▸ STATED TASK
Write out again only the lines running from the one that contains "of the fruit" to the end of the records below, including both the first and the last.

'''

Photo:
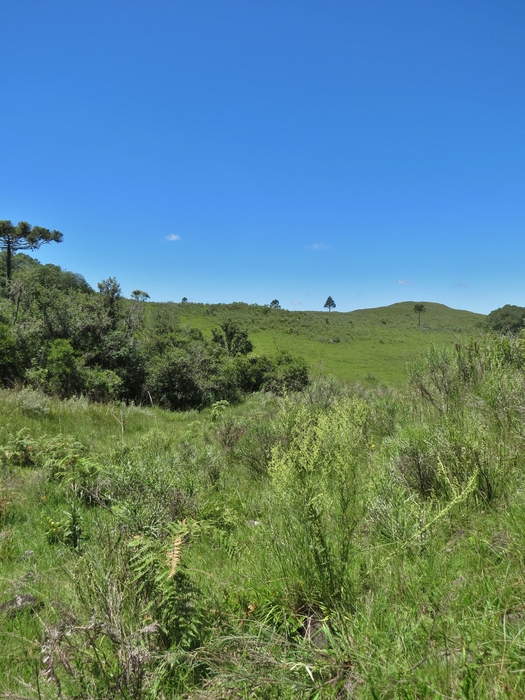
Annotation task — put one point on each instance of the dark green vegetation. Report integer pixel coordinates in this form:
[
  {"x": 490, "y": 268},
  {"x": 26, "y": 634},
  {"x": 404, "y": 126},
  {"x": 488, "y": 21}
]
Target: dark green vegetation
[
  {"x": 59, "y": 336},
  {"x": 283, "y": 539},
  {"x": 508, "y": 319},
  {"x": 341, "y": 542},
  {"x": 23, "y": 236},
  {"x": 366, "y": 345}
]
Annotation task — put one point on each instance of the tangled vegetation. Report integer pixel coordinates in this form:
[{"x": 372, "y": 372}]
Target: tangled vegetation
[{"x": 59, "y": 336}]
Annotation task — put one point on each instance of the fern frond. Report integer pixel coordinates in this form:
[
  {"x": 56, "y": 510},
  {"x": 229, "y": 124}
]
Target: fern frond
[{"x": 174, "y": 555}]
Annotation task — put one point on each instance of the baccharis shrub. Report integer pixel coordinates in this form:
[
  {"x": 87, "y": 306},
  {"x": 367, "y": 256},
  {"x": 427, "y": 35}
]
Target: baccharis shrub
[{"x": 319, "y": 484}]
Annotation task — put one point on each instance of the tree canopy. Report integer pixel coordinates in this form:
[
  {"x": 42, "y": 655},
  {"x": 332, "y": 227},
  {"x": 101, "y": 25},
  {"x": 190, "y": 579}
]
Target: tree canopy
[
  {"x": 508, "y": 318},
  {"x": 419, "y": 309},
  {"x": 329, "y": 304},
  {"x": 23, "y": 236}
]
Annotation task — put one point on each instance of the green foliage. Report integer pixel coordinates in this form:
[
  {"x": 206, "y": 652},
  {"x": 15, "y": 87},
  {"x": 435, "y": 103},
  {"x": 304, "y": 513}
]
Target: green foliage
[
  {"x": 63, "y": 375},
  {"x": 232, "y": 338},
  {"x": 329, "y": 304},
  {"x": 10, "y": 361},
  {"x": 419, "y": 309},
  {"x": 23, "y": 236},
  {"x": 66, "y": 530},
  {"x": 318, "y": 477},
  {"x": 507, "y": 319},
  {"x": 171, "y": 597}
]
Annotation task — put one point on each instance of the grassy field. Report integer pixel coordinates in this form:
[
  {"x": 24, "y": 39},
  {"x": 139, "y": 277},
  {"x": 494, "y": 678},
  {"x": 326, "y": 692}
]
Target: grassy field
[
  {"x": 353, "y": 541},
  {"x": 365, "y": 344}
]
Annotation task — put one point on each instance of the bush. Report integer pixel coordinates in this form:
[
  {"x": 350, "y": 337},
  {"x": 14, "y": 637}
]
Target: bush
[{"x": 319, "y": 481}]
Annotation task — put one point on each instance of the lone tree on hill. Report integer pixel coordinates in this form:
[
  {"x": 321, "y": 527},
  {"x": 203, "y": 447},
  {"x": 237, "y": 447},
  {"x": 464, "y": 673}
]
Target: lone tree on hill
[
  {"x": 419, "y": 309},
  {"x": 23, "y": 236},
  {"x": 139, "y": 295},
  {"x": 329, "y": 304}
]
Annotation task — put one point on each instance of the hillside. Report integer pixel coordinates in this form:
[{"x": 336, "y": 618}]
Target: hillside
[{"x": 372, "y": 344}]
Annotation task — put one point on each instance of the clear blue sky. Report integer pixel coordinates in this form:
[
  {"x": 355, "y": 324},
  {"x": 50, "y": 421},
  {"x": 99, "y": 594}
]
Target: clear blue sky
[{"x": 292, "y": 149}]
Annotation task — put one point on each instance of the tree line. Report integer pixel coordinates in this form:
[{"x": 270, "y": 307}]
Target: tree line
[{"x": 63, "y": 337}]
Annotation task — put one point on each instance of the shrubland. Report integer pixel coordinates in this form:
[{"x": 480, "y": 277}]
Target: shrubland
[
  {"x": 59, "y": 336},
  {"x": 343, "y": 541}
]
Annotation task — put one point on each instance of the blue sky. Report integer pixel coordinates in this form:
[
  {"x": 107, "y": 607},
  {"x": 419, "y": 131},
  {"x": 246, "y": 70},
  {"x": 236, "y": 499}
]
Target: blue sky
[{"x": 246, "y": 150}]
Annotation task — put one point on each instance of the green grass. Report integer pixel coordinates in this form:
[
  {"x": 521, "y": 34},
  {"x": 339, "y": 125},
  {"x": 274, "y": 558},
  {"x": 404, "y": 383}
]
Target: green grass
[
  {"x": 258, "y": 500},
  {"x": 365, "y": 344}
]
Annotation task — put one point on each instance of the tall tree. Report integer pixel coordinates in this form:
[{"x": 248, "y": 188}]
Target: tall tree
[
  {"x": 23, "y": 236},
  {"x": 419, "y": 309},
  {"x": 329, "y": 304}
]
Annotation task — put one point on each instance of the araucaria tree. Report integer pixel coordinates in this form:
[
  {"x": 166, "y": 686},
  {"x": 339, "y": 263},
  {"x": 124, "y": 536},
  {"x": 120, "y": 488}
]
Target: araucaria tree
[
  {"x": 419, "y": 309},
  {"x": 329, "y": 304},
  {"x": 23, "y": 236}
]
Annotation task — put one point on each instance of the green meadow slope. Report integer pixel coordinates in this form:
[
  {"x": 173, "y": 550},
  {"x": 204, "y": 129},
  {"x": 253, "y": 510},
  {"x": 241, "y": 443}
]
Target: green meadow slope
[{"x": 372, "y": 344}]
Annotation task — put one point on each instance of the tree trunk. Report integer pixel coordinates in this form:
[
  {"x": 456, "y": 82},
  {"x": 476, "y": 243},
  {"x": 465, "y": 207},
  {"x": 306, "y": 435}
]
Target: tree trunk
[{"x": 8, "y": 260}]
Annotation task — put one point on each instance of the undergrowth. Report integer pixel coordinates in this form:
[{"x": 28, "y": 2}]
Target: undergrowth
[{"x": 350, "y": 541}]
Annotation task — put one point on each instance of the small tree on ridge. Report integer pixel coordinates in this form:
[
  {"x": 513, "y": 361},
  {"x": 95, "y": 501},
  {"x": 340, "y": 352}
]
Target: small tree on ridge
[
  {"x": 329, "y": 304},
  {"x": 419, "y": 309}
]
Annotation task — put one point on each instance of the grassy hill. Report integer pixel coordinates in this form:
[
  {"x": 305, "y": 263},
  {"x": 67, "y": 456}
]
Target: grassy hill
[{"x": 371, "y": 344}]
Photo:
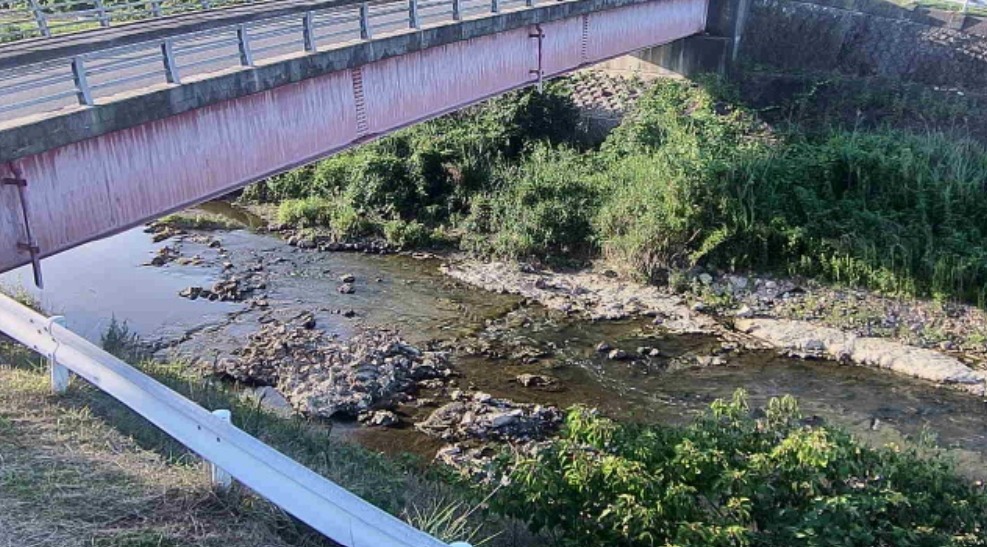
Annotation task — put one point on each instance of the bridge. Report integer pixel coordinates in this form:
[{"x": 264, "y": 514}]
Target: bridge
[{"x": 106, "y": 129}]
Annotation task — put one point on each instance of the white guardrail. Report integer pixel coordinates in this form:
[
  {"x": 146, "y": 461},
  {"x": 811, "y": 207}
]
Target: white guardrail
[
  {"x": 320, "y": 503},
  {"x": 86, "y": 79}
]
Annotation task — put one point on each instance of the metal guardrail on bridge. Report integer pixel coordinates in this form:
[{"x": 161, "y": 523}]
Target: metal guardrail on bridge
[
  {"x": 23, "y": 19},
  {"x": 88, "y": 78},
  {"x": 320, "y": 503}
]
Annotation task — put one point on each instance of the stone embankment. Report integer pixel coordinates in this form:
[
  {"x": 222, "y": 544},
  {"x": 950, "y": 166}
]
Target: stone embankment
[
  {"x": 325, "y": 377},
  {"x": 755, "y": 307},
  {"x": 803, "y": 339}
]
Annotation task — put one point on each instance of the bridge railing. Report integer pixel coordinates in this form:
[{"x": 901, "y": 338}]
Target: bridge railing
[
  {"x": 22, "y": 19},
  {"x": 86, "y": 79},
  {"x": 325, "y": 506}
]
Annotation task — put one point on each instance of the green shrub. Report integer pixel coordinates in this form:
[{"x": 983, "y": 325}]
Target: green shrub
[
  {"x": 406, "y": 234},
  {"x": 305, "y": 213},
  {"x": 542, "y": 208},
  {"x": 735, "y": 477}
]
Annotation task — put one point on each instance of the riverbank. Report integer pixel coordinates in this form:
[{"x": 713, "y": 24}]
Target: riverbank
[
  {"x": 537, "y": 337},
  {"x": 515, "y": 363}
]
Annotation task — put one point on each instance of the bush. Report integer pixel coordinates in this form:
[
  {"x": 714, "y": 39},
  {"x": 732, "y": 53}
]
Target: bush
[
  {"x": 542, "y": 208},
  {"x": 305, "y": 213},
  {"x": 735, "y": 477}
]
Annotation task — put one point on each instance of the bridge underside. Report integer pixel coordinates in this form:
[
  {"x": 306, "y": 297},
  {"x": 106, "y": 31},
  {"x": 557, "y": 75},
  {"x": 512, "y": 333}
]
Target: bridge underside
[{"x": 108, "y": 183}]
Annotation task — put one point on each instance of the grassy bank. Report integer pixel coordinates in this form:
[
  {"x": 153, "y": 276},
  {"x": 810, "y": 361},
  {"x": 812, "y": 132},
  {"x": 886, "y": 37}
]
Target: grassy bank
[
  {"x": 740, "y": 477},
  {"x": 81, "y": 469},
  {"x": 692, "y": 178}
]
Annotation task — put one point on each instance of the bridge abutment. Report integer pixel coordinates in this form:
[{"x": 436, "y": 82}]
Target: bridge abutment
[{"x": 714, "y": 51}]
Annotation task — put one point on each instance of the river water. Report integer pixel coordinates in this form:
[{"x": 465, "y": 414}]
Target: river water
[{"x": 108, "y": 279}]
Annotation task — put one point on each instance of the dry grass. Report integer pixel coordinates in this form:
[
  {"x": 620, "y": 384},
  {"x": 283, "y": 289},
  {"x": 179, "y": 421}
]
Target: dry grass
[
  {"x": 68, "y": 478},
  {"x": 82, "y": 470}
]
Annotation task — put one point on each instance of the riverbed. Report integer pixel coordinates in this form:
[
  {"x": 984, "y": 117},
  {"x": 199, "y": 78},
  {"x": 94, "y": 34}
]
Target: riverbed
[{"x": 494, "y": 337}]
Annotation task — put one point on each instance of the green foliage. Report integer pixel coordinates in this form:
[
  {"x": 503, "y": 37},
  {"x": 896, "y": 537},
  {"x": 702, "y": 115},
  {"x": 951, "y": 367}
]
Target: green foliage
[
  {"x": 690, "y": 177},
  {"x": 541, "y": 208},
  {"x": 422, "y": 178},
  {"x": 735, "y": 477},
  {"x": 120, "y": 341}
]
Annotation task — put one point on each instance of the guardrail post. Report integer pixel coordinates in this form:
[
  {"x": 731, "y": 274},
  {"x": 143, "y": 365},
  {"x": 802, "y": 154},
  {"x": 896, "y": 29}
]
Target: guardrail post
[
  {"x": 220, "y": 478},
  {"x": 243, "y": 42},
  {"x": 104, "y": 19},
  {"x": 308, "y": 34},
  {"x": 59, "y": 374},
  {"x": 40, "y": 18},
  {"x": 413, "y": 14},
  {"x": 365, "y": 32},
  {"x": 168, "y": 59},
  {"x": 82, "y": 91}
]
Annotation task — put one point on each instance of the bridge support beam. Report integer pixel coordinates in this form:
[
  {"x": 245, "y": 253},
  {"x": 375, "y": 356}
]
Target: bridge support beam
[
  {"x": 714, "y": 51},
  {"x": 177, "y": 146}
]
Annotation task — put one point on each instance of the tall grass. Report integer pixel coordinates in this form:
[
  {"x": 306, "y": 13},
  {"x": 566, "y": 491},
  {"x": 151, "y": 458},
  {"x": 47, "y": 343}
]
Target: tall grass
[{"x": 692, "y": 177}]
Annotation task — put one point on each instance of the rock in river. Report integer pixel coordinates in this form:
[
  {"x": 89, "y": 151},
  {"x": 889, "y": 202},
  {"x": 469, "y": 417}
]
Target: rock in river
[
  {"x": 322, "y": 376},
  {"x": 484, "y": 417}
]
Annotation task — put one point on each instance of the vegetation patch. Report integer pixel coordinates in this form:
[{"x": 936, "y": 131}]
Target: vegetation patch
[
  {"x": 690, "y": 178},
  {"x": 737, "y": 477}
]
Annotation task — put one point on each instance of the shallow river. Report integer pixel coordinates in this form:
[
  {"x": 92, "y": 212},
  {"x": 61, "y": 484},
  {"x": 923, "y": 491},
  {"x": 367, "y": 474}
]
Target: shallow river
[{"x": 106, "y": 279}]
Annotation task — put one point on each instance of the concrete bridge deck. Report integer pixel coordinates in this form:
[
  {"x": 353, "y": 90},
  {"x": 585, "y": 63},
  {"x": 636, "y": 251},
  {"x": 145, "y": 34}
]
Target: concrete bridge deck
[{"x": 200, "y": 114}]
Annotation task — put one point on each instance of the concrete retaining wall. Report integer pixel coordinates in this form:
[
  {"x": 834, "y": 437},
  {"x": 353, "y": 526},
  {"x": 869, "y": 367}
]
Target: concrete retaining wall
[{"x": 867, "y": 38}]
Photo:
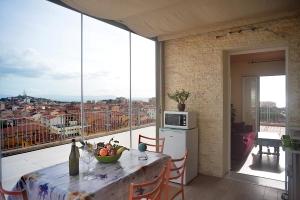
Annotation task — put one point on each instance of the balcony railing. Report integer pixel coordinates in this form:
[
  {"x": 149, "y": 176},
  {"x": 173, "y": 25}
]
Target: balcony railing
[
  {"x": 272, "y": 116},
  {"x": 38, "y": 131}
]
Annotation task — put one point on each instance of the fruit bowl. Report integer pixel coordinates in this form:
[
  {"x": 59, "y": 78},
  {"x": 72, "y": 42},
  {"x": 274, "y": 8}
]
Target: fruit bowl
[
  {"x": 108, "y": 159},
  {"x": 109, "y": 153}
]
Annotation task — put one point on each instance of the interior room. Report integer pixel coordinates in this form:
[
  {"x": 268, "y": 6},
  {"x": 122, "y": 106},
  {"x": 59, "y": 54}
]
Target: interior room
[
  {"x": 149, "y": 99},
  {"x": 251, "y": 114}
]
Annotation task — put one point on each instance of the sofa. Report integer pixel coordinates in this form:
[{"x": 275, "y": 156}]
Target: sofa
[{"x": 242, "y": 140}]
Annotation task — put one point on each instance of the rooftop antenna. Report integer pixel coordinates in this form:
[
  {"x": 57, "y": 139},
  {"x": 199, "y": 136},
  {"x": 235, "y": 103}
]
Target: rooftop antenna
[{"x": 24, "y": 93}]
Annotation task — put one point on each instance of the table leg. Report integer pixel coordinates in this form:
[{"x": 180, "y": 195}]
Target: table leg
[{"x": 260, "y": 151}]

'''

▸ WRITTEN REPLY
Annotation task — put one point on each instance of the fruit bowl. Report integer pixel coordinates in this form:
[
  {"x": 59, "y": 78},
  {"x": 72, "y": 42},
  {"x": 274, "y": 8}
]
Target: fruit bowl
[
  {"x": 108, "y": 159},
  {"x": 109, "y": 153}
]
Annotation task — put one point on each instance of the interior room. Report integer pixel coordinates in this form:
[
  {"x": 268, "y": 6},
  {"x": 122, "y": 106},
  {"x": 59, "y": 54}
]
Target: interior room
[
  {"x": 149, "y": 99},
  {"x": 251, "y": 114}
]
Annotation task — put one point on each instance of the sofa. Report integer pixel coordinates in this form:
[{"x": 275, "y": 156}]
Target: sofa
[{"x": 242, "y": 140}]
Annotation task — put one point on each instance of the rooftop antenna. Report integer pixel coordinates in this form:
[
  {"x": 57, "y": 139},
  {"x": 199, "y": 136},
  {"x": 235, "y": 103}
]
Target: rooftop antenna
[{"x": 24, "y": 93}]
Annotation task — put one point on each instance of the table leg. Report integer pixel coordinates in this form:
[{"x": 180, "y": 195}]
Target: table leg
[{"x": 260, "y": 151}]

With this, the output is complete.